> _WHAT THE TASK ASKS_:
Transcribe each of the records below exactly, excluding all pictures.

> _SUPPLIED RECORDS_:
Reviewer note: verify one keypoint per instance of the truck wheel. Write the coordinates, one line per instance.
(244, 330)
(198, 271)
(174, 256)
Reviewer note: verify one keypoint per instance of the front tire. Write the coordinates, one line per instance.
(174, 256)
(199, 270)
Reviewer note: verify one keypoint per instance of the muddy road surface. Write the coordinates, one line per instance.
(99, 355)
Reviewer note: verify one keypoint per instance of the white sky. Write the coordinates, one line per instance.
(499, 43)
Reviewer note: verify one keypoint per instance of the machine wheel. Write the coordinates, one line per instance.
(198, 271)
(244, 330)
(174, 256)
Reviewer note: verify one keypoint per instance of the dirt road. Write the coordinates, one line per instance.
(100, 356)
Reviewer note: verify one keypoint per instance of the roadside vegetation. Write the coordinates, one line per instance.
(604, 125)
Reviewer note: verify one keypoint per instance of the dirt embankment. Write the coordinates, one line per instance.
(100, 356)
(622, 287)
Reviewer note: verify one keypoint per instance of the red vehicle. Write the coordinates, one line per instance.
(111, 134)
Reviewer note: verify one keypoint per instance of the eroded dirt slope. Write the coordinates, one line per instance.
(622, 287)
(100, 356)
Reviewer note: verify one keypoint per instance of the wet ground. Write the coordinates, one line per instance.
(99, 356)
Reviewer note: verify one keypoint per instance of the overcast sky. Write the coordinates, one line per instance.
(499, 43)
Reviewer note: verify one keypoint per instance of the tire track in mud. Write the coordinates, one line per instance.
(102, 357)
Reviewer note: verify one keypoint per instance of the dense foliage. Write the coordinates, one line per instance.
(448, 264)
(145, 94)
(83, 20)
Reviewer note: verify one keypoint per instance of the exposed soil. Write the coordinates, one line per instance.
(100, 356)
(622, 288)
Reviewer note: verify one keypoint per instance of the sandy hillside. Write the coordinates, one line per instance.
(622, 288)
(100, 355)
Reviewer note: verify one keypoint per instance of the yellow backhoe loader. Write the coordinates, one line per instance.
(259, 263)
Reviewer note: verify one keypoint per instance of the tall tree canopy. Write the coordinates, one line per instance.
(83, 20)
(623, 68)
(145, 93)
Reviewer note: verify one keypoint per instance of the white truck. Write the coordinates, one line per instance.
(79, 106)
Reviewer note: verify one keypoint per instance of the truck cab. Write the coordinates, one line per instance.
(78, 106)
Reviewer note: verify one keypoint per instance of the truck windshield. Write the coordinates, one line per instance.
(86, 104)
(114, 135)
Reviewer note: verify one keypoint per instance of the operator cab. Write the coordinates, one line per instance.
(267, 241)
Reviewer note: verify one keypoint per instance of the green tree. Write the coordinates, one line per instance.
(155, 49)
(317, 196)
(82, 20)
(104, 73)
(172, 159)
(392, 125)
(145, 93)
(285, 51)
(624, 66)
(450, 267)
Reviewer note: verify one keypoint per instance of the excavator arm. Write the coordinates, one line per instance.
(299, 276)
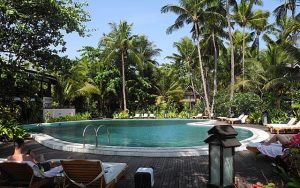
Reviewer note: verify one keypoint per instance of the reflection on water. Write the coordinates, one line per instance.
(134, 133)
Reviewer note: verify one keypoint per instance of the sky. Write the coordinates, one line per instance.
(146, 18)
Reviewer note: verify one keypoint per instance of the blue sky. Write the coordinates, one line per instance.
(146, 18)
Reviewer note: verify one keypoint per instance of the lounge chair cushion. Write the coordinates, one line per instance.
(37, 172)
(112, 170)
(271, 150)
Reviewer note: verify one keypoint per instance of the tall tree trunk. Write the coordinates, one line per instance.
(243, 57)
(192, 83)
(123, 82)
(231, 52)
(215, 72)
(201, 70)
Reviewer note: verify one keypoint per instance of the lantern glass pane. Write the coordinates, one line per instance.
(214, 165)
(228, 166)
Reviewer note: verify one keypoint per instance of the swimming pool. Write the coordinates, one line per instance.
(134, 133)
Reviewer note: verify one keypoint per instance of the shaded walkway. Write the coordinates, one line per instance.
(175, 172)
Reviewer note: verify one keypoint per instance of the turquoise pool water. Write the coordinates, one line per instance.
(133, 133)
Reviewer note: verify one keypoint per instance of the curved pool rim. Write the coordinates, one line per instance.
(57, 144)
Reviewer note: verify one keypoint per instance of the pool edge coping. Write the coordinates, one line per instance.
(54, 143)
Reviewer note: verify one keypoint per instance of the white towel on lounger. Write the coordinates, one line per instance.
(271, 150)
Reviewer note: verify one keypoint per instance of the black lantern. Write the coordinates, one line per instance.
(221, 152)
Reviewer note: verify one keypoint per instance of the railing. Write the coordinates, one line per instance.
(83, 134)
(96, 134)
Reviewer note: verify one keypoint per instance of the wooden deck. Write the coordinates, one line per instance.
(175, 172)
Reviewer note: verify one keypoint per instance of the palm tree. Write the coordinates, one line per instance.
(120, 41)
(281, 13)
(212, 33)
(191, 12)
(186, 55)
(228, 16)
(259, 27)
(245, 16)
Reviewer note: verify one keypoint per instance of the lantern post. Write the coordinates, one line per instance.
(222, 142)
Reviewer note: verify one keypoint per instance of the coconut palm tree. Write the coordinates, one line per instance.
(259, 27)
(192, 12)
(213, 32)
(230, 3)
(245, 16)
(281, 13)
(187, 52)
(120, 41)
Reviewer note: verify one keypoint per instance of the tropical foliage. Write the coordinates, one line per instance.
(223, 61)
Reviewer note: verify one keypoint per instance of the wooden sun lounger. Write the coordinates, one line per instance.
(241, 119)
(279, 128)
(93, 172)
(291, 122)
(21, 174)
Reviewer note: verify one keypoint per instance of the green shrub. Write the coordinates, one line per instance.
(278, 116)
(183, 114)
(76, 117)
(247, 103)
(255, 117)
(11, 131)
(123, 115)
(222, 104)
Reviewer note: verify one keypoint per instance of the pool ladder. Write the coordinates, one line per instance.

> _ANSWER IN FULL_:
Reviewer note: verify one keypoint per instance of the truck wheel. Write the coordinates, one line per instance.
(244, 330)
(198, 271)
(174, 256)
Reviewer note: verify one keypoint per instance of the front tire. Write the coordinates, one line per instance.
(174, 256)
(199, 270)
Reviewer note: verify one keypoint per instance of the muddy road surface. Write the coordinates, one line per instance.
(99, 355)
Reviewer note: verify one keypoint per instance of the white sky. Write the coordinates, one line per instance.
(499, 43)
Reviewer note: verify one keypoint per instance of the machine wheel. Write the coordinates, one line per instance.
(198, 271)
(244, 330)
(174, 256)
Reviewer note: verify one keypoint per instance of the dirt road. Write the coordinates, one line per instance.
(100, 356)
Reviewer note: verify one keypoint per instance of the roadside vegetation. Write the coordinates, one line per instance.
(604, 125)
Reviewer note: verify one keypoint per instance of the dirt embankment. Write the coordinates, one line per instance.
(100, 356)
(622, 287)
Reviewer note: verify one keypoint per instance of the red vehicle. Write the coordinates, one line per instance.
(111, 134)
Reviewer note: verify one keypoint per instance of the eroded dirt slope. Write the coordinates, one line per instance.
(622, 287)
(100, 356)
Reviewer note: verify one keypoint per instance of the wet ground. Write the coordinates, one line per instance.
(99, 356)
Reviewer note: verify one keypoint per instance of the overcast sky. Write the coordinates, one line per instance.
(499, 43)
Reviewer note: verify one keypoint per instance of the tire track in mud. Write the coordinates, one line per instance.
(102, 357)
Reviewer note: verify one keypoint per instance of the dense foliage. Write the coordinates, one line per instance.
(448, 264)
(145, 94)
(83, 20)
Reviewer note: verify one keypoint per instance of the exposed soil. Write the coordinates, one line per instance.
(100, 356)
(622, 288)
Reviewer note: verify one keypoint per instance of the sandy hillside. Write the coordinates, one line per instance.
(622, 288)
(100, 355)
Reviewer note: verify one keypoint per instance of the yellow backhoe loader. Write the coordinates, one line per instance.
(259, 263)
Reviewer note: verify one keypoint per instance of the tall tree canopy. Write the coordinates, one line per instance.
(83, 20)
(623, 68)
(145, 93)
Reviewer note: verify one keypoint per instance of the white truck. Write the coordinates, one line per instance.
(79, 106)
Reviewer note: verify one keypoint per instance of the truck cab. Write the coordinates, one line per instance.
(78, 106)
Reviewer note: verify one keypoint per instance of the truck windshield. Write the coordinates, one line per instance.
(86, 104)
(114, 135)
Reviewer note: verify one keypoint per instance of the operator cab. Write the coordinates, one line per instance.
(267, 241)
Reviewer note: verify one keypoint per instance of the green tree. Write the coordinates, one line per instance.
(155, 49)
(317, 196)
(82, 20)
(104, 73)
(172, 159)
(392, 125)
(145, 93)
(285, 51)
(624, 66)
(450, 267)
Reviewer note: verify one keypoint per instance of the excavator arm. Write the coordinates, one line per instance.
(299, 276)
Reviewer note: verify one keypoint per instance of the reflection on water. Write the coordinates, one line per instance.
(134, 133)
Reviewer note: verify one keypoint per instance of the sky. Write the coordinates, one line per instance.
(146, 18)
Reviewer note: verify one keypoint per instance of the blue sky. Write the coordinates, one line per instance.
(146, 18)
Reviewer note: verify one keypoint per instance of the lounge chair cushion. Write the coordinates, one line per instance.
(37, 172)
(112, 170)
(271, 150)
Reviewer note: verify one keypoint per instance of the tall tree trunk. Write the coordinates, one line per instance.
(243, 57)
(192, 83)
(123, 82)
(231, 52)
(215, 72)
(201, 70)
Reviewer note: verify one keypoint per instance of the lantern glass pane. Write the coordinates, one line per instance.
(214, 165)
(228, 166)
Reviewer note: verify one keypoint per instance of the swimming pool. Write the coordinates, one line per instance.
(134, 133)
Reviewer note: verify one keypoint per instance of the shaded walkway. Write the coordinates, one line per instance.
(175, 172)
Reviewer note: verify one keypoint per instance of the turquoise pool water. Write the coordinates, one line per instance.
(133, 133)
Reviewer note: verify one keypoint per instance of the curved pool rim. Write the coordinates, one line per instance.
(57, 144)
Reviewer note: verify one keypoint per instance of the pool edge coping. Write the coordinates, one line per instance.
(54, 143)
Reviewer note: verify one keypoint per instance of the white towel on lounger. Write the coordinates, one line per instance.
(271, 150)
Reviewer note: verify one keypoint per instance of the black lantern. Write the coordinates, one line per instance.
(221, 152)
Reviewer note: verify one keypoint per instance of the railing. Write the coordinates, one line per instance.
(83, 134)
(96, 134)
Reviewer note: verify one keypoint per instance of the wooden deck. Write the coordinates, one line per instance.
(175, 172)
Reviewer note: verify one keypoint per instance of the palm tree. Write the coordinates, one line per instance.
(120, 41)
(281, 13)
(212, 33)
(191, 12)
(186, 55)
(228, 16)
(259, 27)
(245, 16)
Reviewer note: verify one keypoint per instance of the lantern post. Write the coordinates, one line per instance.
(222, 142)
Reviewer note: verify one keypoint per instance of the coconut palm tree. Write the coordinates, one line per instance.
(259, 27)
(192, 12)
(213, 32)
(230, 3)
(245, 16)
(281, 13)
(187, 52)
(120, 41)
Reviewer note: verify one keypoint per instance of the tropical foliage. Write the coordinates, one line per instance.
(223, 61)
Reviewer note: verify one keypoint per instance of the wooden sun lounger. Write the coordinates, one line per instance.
(241, 119)
(279, 128)
(93, 172)
(291, 122)
(21, 174)
Reviewer note: verify one keypoint per instance of the green shrub. Write the coordinates, one line per instance.
(278, 116)
(183, 114)
(76, 117)
(247, 103)
(255, 117)
(11, 131)
(123, 115)
(222, 104)
Reviewer note: verify one keypoint per instance of the pool ladder. Write the coordinates, one line per instance.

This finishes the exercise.